┌─ Passage fourni

Le pourvoir - 1

La politique est un art, nous sommes d'accord ; celui de mener les hommes par une promesse de bonheur, et sans qu'ils n'y voient trop rien, les mener à quoi ?...à rien d'autre que marcher.

Ce peut-être pour le travail ou la consommation, la guerre ou l'amour, ça n'a pas d'importance majeure. Mais que la natalité décline ou que la consommation stagne, voilà un problème de gouvernement. Un conseil de gouvernement se réunit d'urgence pour influencer le comportement des citoyens au lit ; au Japon, il agit sur le volume d'un bol de riz pour l'augmenter, mais d'un certain pourcentage, car ce serait autrement catastrophique pour la balance commerciale.

└─
┌─ Enregistrements fournis

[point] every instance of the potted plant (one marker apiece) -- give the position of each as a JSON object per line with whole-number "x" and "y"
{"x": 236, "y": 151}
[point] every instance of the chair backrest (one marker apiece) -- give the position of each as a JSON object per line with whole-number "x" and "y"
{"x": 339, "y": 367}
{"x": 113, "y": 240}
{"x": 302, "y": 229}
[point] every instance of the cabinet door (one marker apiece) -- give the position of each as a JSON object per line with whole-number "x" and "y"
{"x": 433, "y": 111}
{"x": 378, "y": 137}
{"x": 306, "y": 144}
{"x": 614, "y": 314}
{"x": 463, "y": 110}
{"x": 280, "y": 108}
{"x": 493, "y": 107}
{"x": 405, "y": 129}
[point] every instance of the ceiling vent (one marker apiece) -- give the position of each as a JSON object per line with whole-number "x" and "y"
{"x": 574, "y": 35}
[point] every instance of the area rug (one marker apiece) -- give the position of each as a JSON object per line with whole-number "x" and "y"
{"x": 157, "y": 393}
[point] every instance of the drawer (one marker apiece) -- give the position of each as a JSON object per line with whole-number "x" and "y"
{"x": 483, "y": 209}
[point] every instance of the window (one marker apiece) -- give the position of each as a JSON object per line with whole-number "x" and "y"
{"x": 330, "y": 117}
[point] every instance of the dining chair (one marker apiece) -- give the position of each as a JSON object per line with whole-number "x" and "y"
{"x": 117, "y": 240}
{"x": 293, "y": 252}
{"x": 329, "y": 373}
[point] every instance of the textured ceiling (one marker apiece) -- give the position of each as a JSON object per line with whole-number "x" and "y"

└─

Consigne:
Selon le passage sur la politique, sur quoi un conseil de gouvernement agit-il au Japon ? Répondez en une phrase, s'il vous plaît. Les enregistrements n'ont aucun rôle ici.

Réponse:
Il agit sur le volume d'un bol de riz pour l'augmenter d'un certain pourcentage.